──────── SOURCE TEXT

Why do you need a pan sauce for fish?
Anyway, I'd recommend you usinga non-stick until you get the hang of it, and then start using the regular frypan (I have All-Clad saute pans as well and don't use them for fish; frypan or French skillet).
Your fish is dry and you're using oil/butter, right?
I always use a non-stick pan for sautéing fish. Shaking the pan periodically without lifting the fish will ensure it's not sticking while still allowing the formation of a crust.
If you use seasoned flour to coat the fish, some of it will end up browning into a usable fond, from which you can make a pan sauce. Or do as I usually do and make a sauce separately. My favorite is a sort of spicy remoulade, mayonnaise mixed with lemon juice, hot sauce, and chopped pickled jalapeños.
Don't be afraid to use the non-stick pan. If you don't wish to use Teflon, try cast iron. I always blacken in a cast iron. Now for steel:
1. Hot oil, ~380 - 400F
2. Dry fish: rinse and pat the fish dry with paper towels.
3. Skin-side-down first.
4. Wiggle the pan for first 10 sec.
5. Leave alone for 3-5 min depending on thickness, or until a golden crust forms on skin.
6. Give pan a quick jerk to loosen fish. Wait 30 sec and repeat once or twice if necessary.
7. Flip fish away from you with a wide spatula. You may need to pry a little with the spatula.
8. Wiggle the pan for the first 10 sec.
9. Leave alone until fish is almost done but not flaky.
10. Remove from pan and serve.
You should be using 1-2 Tbl fat in a 10" skillet for this. If you prefer butter, be sure to go 50/50 :: cooking oil/butter to increase the smoke point. Also, some fish are just difficult to pan fry. If all else fails, don't be afraid to dredge the fish in a light seafood breader before frying.
note: I've used the above technique to prepare a parmesan crusted tilapia in an aluminum pan - it can be done.
You may simply be using too much heat.
For your practice sessions with your All-Clad (my favorite) try this method.

────────────────

→ PROBLEMS TO WORK ON:
1 - In the fish-frying text, what oil temperature is given for the steel-pan method?
2 - Copy the fish-frying text word for word, from "4. Wiggle the" to "can be done.".

──────── DATASET

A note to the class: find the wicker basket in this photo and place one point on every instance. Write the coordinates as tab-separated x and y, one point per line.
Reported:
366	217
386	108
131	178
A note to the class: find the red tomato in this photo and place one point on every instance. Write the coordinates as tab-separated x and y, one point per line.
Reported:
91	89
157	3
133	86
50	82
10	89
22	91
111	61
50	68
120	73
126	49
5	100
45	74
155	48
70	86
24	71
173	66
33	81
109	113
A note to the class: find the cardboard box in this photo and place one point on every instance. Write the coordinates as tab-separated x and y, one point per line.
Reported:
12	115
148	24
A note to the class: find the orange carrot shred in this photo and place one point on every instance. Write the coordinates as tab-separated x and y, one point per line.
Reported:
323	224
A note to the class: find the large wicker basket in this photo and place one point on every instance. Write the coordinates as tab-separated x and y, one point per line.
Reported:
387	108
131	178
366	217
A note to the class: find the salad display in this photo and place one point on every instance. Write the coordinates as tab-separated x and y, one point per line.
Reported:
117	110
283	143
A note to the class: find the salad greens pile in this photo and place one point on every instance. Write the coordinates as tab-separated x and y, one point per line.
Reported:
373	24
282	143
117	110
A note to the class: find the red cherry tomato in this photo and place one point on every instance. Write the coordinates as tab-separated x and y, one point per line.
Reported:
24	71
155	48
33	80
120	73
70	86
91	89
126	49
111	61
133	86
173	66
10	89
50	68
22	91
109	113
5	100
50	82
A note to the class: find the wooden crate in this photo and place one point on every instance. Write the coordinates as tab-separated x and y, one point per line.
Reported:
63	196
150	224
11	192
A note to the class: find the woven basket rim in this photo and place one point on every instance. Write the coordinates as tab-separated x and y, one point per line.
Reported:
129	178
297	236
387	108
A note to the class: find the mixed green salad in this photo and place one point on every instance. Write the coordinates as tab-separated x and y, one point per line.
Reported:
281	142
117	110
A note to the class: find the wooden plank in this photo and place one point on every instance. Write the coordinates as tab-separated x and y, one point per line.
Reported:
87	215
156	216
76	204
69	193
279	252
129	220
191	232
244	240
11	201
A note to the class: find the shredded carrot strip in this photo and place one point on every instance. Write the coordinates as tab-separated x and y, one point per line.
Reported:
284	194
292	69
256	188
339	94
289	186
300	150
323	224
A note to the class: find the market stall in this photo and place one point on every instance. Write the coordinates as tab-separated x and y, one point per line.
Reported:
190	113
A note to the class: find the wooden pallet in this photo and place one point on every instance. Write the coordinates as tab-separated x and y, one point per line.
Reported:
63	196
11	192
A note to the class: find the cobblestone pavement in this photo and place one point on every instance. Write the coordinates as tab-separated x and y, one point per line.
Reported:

────────────────

→ ACTIVITY ANSWERS:
1 - About 380 to 400°F.

2 -
4. Wiggle the pan for first 10 sec.
5. Leave alone for 3-5 min depending on thickness, or until a golden crust forms on skin.
6. Give pan a quick jerk to loosen fish. Wait 30 sec and repeat once or twice if necessary.
7. Flip fish away from you with a wide spatula. You may need to pry a little with the spatula.
8. Wiggle the pan for the first 10 sec.
9. Leave alone until fish is almost done but not flaky.
10. Remove from pan and serve.
You should be using 1-2 Tbl fat in a 10" skillet for this. If you prefer butter, be sure to go 50/50 :: cooking oil/butter to increase the smoke point. Also, some fish are just difficult to pan fry. If all else fails, don't be afraid to dredge the fish in a light seafood breader before frying.
note: I've used the above technique to prepare a parmesan crusted tilapia in an aluminum pan - it can be done.